> **WRITTEN INSTRUCTION**
Can you add 119 to every point coordinate in the records from the line with "Camera-trap tagging: put a point on every instance of the upper" through the end of the records, and write out all of those lines again with the request lines included?
Begin LISTING
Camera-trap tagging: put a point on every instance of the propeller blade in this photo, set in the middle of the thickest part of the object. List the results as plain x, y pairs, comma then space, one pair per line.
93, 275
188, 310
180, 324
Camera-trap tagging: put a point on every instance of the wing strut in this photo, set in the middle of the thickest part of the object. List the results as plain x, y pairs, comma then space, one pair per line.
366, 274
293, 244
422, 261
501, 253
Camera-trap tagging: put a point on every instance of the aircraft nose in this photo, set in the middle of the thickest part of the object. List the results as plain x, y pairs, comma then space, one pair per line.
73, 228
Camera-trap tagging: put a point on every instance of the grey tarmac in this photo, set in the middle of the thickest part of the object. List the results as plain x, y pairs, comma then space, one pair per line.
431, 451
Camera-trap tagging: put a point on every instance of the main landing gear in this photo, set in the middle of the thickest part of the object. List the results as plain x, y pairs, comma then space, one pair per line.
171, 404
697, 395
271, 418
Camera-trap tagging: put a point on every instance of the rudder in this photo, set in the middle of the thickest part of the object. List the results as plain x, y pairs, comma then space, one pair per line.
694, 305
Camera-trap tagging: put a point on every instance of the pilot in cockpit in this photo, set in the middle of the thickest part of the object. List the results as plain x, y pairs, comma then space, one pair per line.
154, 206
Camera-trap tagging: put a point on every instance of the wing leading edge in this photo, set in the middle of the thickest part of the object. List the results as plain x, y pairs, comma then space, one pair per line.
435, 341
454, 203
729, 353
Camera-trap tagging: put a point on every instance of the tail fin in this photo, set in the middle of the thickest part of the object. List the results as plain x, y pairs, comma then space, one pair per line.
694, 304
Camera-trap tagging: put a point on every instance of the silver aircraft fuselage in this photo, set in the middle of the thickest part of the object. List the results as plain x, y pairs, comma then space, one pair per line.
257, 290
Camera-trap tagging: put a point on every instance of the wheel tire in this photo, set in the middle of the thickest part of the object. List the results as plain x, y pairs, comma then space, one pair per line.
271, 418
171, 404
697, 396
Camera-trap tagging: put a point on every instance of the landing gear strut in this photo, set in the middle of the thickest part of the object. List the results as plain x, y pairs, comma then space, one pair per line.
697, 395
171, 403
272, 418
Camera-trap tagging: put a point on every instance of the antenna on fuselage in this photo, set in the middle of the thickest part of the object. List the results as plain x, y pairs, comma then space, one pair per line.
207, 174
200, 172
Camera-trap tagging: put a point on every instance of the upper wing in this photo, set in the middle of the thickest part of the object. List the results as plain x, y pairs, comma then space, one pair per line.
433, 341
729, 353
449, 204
End LISTING
> **IN RESPONSE**
Camera-trap tagging: put a point on every instance of the upper wing in this photo, set in the middle of the thickest part of the object. List the results as plain x, y pairs, comma then space, one pair per line.
552, 460
848, 472
568, 323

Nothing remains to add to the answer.